ASSIGNMENT: All lines in the material containing the word "below" need to be copied.

==============================

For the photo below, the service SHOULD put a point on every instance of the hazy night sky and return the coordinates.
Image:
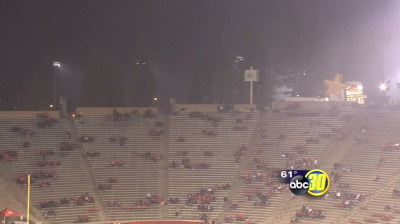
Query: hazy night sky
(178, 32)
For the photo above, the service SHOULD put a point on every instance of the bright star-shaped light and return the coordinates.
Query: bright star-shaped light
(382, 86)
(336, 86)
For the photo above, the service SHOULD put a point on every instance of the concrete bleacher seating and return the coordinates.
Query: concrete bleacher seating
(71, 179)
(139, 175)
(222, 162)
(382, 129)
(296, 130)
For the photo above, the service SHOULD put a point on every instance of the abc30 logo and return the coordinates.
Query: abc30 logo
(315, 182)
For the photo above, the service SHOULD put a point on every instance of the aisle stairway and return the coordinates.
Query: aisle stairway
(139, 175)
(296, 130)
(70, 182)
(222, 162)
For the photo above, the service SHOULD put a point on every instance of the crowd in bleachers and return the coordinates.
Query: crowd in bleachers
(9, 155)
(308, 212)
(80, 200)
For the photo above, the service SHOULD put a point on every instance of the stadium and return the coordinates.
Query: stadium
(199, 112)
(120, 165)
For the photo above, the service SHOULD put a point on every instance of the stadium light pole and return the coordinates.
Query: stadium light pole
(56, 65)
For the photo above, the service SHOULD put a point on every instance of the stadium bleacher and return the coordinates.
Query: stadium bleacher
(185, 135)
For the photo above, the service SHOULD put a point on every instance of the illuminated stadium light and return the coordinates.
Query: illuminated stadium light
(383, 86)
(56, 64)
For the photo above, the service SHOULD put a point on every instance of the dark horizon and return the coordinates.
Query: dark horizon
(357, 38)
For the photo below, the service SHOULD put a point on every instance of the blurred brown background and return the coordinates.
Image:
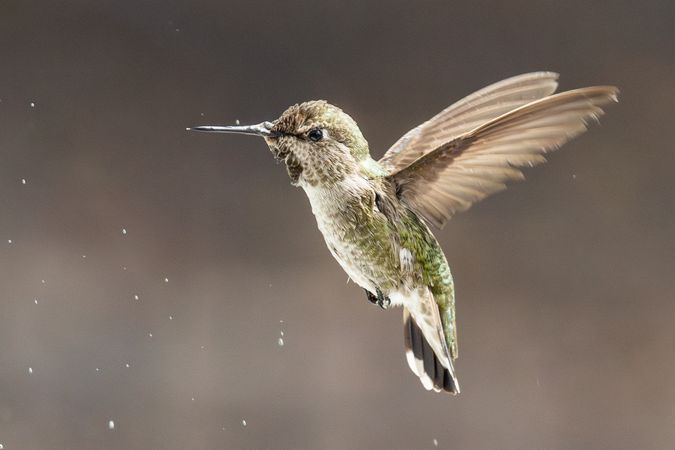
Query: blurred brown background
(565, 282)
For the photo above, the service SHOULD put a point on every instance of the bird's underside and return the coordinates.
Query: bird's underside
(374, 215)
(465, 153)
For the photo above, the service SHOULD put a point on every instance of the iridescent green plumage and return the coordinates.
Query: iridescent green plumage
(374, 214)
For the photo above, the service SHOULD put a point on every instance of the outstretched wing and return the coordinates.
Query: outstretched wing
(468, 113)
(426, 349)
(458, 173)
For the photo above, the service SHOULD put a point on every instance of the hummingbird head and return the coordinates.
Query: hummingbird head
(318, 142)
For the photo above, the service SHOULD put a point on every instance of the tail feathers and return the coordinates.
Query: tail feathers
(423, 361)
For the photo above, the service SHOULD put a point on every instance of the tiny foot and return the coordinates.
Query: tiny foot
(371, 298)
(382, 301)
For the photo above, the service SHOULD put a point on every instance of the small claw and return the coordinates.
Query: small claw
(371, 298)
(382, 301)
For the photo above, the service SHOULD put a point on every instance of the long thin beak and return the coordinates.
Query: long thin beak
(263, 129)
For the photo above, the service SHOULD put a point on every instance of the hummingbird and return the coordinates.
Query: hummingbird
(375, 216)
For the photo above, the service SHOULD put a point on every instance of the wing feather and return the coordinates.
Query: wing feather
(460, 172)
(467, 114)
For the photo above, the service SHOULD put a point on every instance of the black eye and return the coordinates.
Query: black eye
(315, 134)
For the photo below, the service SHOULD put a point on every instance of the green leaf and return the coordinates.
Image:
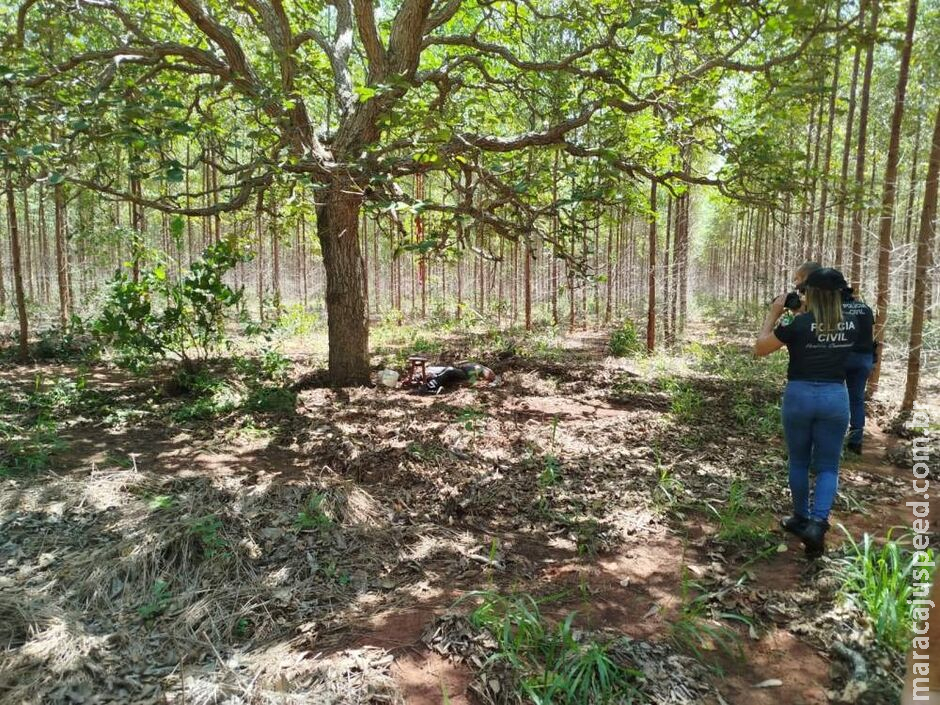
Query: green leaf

==============================

ANSWER TO THE PROBLEM:
For the photo below, the service SHOULD put a point on every instance of the hazy night sky and return the coordinates.
For the photo below, the service SHOULD put a point on every instance of the blurred brown background and return the coordinates.
For the photo below, the service SHOULD put a point on every instance of the green leaf and return the coordinates.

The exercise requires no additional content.